◆ **Work instructions**
Find all lines below containing the string "woman" and return them.

◆ **Exercise data**
===
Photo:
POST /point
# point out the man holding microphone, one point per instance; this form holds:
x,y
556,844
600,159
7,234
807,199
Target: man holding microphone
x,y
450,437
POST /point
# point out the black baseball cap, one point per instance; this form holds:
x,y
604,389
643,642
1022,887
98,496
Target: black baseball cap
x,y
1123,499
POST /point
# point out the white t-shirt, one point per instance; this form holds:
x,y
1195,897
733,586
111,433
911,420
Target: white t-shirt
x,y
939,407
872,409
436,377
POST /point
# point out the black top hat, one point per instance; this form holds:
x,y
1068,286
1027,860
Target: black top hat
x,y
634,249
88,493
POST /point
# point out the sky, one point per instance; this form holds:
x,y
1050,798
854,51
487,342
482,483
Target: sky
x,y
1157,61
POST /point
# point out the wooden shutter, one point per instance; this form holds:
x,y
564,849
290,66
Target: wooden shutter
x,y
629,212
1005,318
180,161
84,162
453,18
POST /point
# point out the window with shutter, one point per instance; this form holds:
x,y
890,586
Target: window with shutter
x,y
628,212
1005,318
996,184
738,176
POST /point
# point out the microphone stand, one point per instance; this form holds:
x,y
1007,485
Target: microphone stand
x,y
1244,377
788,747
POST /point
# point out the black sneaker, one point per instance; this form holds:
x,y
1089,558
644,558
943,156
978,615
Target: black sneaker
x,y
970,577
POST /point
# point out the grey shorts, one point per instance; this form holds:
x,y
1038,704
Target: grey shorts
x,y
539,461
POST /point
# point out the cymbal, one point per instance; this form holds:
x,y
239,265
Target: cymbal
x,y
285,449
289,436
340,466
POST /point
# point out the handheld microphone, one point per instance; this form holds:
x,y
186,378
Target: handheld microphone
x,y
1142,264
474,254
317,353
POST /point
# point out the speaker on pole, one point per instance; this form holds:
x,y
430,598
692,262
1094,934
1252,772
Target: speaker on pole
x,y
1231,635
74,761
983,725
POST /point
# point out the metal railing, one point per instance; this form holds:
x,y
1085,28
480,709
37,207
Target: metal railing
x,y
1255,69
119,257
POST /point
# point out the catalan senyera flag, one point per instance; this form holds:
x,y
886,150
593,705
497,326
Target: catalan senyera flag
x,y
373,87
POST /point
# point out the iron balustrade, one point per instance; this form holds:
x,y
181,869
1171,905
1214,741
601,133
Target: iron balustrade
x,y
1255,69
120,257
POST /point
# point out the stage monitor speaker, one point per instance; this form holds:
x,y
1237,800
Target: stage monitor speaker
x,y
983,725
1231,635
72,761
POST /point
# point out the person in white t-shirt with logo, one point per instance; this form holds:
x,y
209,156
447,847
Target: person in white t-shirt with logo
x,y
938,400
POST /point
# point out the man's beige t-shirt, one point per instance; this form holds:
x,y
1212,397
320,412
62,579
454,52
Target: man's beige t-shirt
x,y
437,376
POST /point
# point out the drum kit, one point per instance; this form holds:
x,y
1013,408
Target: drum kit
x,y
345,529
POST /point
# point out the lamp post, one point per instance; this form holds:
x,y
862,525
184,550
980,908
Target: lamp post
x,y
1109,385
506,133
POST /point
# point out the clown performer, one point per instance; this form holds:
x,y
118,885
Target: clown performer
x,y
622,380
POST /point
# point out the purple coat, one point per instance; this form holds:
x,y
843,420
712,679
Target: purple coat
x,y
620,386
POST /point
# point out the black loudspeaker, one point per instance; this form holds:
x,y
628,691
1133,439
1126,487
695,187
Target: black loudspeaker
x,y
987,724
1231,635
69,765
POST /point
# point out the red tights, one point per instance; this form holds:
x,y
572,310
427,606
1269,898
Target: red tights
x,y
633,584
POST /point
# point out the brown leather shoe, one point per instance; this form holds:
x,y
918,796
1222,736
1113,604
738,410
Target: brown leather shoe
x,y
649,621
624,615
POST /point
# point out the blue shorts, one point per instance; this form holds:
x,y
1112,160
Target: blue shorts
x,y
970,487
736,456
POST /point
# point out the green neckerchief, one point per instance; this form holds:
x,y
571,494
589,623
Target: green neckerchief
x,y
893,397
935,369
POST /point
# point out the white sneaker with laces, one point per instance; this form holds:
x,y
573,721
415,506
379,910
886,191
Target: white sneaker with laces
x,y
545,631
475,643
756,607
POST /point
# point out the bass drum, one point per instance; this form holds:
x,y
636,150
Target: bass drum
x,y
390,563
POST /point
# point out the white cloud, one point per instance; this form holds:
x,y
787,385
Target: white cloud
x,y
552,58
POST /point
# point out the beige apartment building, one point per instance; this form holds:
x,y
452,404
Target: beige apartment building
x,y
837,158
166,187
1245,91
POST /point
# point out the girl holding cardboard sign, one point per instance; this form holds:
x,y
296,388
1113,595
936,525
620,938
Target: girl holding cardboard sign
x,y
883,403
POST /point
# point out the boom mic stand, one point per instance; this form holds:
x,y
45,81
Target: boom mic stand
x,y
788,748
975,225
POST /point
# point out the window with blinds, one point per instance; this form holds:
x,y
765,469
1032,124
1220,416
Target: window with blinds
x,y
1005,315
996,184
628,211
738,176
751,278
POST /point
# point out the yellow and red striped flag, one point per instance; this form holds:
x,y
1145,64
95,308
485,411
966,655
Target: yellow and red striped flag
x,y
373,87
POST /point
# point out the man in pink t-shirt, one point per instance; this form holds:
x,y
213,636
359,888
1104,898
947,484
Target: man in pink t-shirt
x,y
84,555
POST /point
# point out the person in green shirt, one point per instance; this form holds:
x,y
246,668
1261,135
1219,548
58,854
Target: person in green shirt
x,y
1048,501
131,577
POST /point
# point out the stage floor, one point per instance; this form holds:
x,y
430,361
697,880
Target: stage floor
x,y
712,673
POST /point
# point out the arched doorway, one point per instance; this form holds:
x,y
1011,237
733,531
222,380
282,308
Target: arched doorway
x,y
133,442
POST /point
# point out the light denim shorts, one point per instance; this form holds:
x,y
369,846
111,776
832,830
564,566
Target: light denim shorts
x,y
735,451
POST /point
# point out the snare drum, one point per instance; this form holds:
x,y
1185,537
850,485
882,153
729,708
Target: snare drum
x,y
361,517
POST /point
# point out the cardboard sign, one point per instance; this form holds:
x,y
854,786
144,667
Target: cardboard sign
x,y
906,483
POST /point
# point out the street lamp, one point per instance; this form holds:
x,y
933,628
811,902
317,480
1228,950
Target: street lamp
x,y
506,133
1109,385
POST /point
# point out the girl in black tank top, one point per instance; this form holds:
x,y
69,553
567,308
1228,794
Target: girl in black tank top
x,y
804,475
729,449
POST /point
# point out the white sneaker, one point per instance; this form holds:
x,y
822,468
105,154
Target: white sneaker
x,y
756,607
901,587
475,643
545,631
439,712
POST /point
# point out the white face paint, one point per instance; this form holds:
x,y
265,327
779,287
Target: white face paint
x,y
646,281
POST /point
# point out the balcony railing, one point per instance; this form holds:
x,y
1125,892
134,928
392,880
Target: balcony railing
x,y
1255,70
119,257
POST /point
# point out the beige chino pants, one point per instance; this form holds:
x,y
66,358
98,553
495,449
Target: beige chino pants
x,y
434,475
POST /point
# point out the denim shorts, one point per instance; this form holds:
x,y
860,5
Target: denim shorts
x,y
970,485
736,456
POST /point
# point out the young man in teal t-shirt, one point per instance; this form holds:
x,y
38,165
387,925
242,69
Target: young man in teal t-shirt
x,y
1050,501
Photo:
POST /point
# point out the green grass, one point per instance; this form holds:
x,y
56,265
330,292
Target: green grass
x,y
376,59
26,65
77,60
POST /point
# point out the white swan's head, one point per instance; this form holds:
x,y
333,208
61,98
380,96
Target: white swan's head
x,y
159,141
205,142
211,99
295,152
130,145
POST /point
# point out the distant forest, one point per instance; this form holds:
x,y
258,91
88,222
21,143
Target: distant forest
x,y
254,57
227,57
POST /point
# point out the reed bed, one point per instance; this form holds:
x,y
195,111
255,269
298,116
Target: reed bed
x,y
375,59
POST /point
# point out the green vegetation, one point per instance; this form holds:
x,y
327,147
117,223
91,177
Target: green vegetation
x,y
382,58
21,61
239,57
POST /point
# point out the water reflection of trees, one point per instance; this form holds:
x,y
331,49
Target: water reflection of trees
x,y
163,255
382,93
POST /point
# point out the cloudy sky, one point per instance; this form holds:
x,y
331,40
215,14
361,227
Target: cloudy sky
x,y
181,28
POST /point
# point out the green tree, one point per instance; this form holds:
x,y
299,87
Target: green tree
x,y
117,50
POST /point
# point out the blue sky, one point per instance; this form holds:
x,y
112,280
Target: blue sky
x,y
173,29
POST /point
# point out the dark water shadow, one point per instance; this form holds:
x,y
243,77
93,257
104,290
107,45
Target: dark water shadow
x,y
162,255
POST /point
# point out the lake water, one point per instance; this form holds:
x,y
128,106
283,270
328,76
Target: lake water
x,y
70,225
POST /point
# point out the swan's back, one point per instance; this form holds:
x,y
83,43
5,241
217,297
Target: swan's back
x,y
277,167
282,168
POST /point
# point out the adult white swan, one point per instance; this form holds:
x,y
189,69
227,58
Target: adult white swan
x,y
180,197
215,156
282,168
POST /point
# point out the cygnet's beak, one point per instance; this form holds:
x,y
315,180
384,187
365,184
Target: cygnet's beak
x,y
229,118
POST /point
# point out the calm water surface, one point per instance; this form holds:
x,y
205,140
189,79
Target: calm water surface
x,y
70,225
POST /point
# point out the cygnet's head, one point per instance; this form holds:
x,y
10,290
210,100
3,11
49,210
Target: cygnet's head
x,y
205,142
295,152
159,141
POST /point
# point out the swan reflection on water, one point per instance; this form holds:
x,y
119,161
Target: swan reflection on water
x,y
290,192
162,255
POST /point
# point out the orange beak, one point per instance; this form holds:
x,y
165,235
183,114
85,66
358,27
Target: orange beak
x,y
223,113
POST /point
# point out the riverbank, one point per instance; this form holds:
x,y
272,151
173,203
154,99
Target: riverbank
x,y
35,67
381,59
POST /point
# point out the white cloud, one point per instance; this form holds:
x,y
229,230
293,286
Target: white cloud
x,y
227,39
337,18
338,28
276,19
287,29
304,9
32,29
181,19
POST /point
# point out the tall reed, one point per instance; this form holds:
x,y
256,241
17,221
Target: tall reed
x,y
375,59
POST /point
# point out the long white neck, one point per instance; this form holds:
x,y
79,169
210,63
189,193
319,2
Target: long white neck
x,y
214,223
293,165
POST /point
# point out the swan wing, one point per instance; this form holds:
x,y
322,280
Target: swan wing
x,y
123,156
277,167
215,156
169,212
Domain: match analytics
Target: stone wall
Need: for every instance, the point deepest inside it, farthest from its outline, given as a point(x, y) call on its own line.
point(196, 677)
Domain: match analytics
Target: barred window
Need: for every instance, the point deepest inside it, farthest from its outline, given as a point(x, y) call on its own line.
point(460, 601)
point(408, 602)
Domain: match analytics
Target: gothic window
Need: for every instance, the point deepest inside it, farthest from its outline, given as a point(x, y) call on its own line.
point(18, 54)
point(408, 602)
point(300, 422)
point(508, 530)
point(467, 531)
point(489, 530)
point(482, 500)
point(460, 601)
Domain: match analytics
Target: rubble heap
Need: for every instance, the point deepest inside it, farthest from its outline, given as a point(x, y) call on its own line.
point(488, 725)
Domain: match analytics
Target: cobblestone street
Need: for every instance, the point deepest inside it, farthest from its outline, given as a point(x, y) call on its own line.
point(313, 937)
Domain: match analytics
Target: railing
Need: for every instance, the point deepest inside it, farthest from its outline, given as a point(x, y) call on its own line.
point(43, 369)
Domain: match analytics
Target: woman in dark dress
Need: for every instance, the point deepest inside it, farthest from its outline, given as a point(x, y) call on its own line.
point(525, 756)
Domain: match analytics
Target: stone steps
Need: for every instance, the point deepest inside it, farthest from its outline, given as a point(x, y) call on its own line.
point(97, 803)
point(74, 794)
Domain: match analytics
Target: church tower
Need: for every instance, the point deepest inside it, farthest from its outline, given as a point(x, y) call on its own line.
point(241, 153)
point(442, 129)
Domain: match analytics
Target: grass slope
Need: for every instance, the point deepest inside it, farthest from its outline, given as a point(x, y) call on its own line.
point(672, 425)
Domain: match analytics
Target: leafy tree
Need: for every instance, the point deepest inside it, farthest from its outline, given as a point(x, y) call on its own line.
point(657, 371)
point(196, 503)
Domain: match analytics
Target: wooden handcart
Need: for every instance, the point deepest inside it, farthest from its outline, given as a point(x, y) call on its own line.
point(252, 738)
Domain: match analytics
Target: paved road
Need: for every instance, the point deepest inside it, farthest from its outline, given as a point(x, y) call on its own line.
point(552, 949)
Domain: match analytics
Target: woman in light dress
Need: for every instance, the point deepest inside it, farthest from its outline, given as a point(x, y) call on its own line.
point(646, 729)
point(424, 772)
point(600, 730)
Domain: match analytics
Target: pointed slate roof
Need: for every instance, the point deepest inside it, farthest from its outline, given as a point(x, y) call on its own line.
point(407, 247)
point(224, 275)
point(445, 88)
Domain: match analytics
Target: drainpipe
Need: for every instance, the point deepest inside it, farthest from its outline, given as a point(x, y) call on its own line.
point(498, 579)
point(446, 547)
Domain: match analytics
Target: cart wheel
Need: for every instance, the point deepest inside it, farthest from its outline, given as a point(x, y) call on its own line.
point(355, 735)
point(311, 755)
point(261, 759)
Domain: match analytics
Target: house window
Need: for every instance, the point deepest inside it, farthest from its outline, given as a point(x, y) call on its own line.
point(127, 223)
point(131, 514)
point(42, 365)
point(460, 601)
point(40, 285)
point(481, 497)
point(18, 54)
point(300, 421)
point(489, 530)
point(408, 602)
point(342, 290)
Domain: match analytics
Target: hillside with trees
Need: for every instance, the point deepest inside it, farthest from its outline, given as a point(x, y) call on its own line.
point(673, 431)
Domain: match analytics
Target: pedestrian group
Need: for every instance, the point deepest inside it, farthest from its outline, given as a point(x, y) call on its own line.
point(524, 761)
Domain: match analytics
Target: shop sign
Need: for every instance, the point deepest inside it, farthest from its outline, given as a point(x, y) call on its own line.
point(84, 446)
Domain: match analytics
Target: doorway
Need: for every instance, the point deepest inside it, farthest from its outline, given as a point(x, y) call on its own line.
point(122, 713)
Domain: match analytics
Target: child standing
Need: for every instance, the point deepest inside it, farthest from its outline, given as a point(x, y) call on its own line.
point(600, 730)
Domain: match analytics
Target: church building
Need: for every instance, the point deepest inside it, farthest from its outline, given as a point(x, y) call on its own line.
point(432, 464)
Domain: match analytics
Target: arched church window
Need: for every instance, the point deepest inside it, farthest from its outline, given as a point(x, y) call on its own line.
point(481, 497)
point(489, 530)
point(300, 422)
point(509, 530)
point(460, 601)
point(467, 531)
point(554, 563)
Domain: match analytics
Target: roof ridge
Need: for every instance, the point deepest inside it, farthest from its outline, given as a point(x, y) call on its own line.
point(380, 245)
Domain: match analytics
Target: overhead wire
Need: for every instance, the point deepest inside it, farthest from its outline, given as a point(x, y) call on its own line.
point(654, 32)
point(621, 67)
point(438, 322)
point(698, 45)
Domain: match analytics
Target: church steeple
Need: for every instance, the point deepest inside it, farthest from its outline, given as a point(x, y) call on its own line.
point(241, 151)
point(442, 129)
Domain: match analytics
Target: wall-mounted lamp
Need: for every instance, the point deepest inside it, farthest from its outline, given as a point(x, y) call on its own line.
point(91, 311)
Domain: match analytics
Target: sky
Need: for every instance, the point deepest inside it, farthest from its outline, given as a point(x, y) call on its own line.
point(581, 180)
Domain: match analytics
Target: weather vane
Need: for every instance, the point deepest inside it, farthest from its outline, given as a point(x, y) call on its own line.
===
◆ **Expected answer**
Target: woman in dark dress
Target: woman in light dress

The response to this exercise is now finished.